── Texte à lire ──

Ce clin d’œil s’inscrit dans une série d’activités menées dans le cadre du plan d’action cantonal d’adaptation au changement climatique. « Nous voulons exposer des faits sans menacer ni accuser personne. » Voilà comment Rosemarie Zimmermann explique cette stratégie. La responsable de la communication à l’Office cantonal de l’environnement a opté pour l’accroche narrative. Sur le site klimageschichten.ch, plusieurs personnes présentent ainsi un projet visant à protéger le climat ou livrent leurs observations sur le changement climatique. Michael Haberstich, pêcheur amateur d’Olten, raconte que la hausse de la température de l’eau pousse les truites à quitter l’Aar, tandis que le silure y prend ses aises.

Une conseillère d’État raconte

La campagne humoristique fait s’exprimer d’autres animaux et végétaux sur les effets du changement climatique. Selon Rosemarie Zimmermann, les caricatures sont un bon moyen d’entrer en contact avec le public, par exemple à l’occasion de manifestations populaires, comme la « Journée du fromage ». L’année dernière, l’Office de l’environne-ment y a tenu un stand avec une roue de la fortune proposant des questions sur le climat. Rosemarie Zimmermann a ainsi appris que tous les aspects de la protection du climat ne bénéficient pas du même accueil : beaucoup de gens s’imaginent mal voyager moins en avion, alors qu’ils sont prêts à modifier leurs habitudes alimentaires.

───
── Données ──

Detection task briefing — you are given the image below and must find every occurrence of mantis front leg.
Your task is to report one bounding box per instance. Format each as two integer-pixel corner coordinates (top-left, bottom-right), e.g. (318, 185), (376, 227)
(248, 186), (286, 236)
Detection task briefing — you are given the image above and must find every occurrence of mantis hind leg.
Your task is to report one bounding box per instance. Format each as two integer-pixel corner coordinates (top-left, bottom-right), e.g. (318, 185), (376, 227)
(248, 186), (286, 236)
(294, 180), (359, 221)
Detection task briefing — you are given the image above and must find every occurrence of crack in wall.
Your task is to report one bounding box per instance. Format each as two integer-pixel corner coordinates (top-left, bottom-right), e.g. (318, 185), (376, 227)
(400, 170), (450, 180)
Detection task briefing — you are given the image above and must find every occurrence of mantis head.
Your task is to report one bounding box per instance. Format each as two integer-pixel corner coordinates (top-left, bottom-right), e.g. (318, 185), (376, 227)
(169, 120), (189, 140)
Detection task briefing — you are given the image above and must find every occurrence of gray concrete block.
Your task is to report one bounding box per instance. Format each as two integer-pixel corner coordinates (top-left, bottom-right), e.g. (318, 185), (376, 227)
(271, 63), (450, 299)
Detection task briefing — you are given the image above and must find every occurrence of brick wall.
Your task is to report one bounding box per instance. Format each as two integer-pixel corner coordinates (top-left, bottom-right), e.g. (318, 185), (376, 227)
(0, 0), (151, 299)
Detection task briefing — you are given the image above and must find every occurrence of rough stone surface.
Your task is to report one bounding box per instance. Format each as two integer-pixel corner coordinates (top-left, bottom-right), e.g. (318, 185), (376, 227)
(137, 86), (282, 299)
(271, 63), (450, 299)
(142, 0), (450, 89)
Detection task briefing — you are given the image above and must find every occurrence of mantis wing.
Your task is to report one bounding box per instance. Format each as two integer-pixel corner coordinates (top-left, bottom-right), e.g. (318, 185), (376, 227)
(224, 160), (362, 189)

───

**Consignes:**
1 > Résumez en deux phrases le texte sur la communication climatique.
2 > Recopiez le passage du texte sur la communication climatique de « Ce clin d’œil » à « prend ses aises. » en renommant « truites » en « ombres ».
3 > D’après le texte sur la communication climatique, pourquoi la responsable de la communication de l’Office cantonal de l’environnement a-t-elle opté pour l’accroche narrative ? Répondez en une ou deux phrases.
Les données ne sont pas nécessaires pour ce travail.

**Corrigé:**
1 > Dans le cadre du plan d’action cantonal d’adaptation au changement climatique, l’Office cantonal de l’environnement mise sur des récits, notamment sur le site klimageschichten.ch, et sur une campagne humoristique pour exposer des faits sans menacer ni accuser personne. Lors d’un stand à la « Journée du fromage », sa responsable de la communication a constaté que beaucoup de gens s’imaginent mal voyager moins en avion, alors qu’ils sont prêts à modifier leurs habitudes alimentaires.

2 >
Ce clin d’œil s’inscrit dans une série d’activités menées dans le cadre du plan d’action cantonal d’adaptation au changement climatique. « Nous voulons exposer des faits sans menacer ni accuser personne. » Voilà comment Rosemarie Zimmermann explique cette stratégie. La responsable de la communication à l’Office cantonal de l’environnement a opté pour l’accroche narrative. Sur le site klimageschichten.ch, plusieurs personnes présentent ainsi un projet visant à protéger le climat ou livrent leurs observations sur le changement climatique. Michael Haberstich, pêcheur amateur d’Olten, raconte que la hausse de la température de l’eau pousse les ombres à quitter l’Aar, tandis que le silure y prend ses aises.

3 > Rosemarie Zimmermann explique cette stratégie par la volonté d’exposer des faits sans menacer ni accuser personne.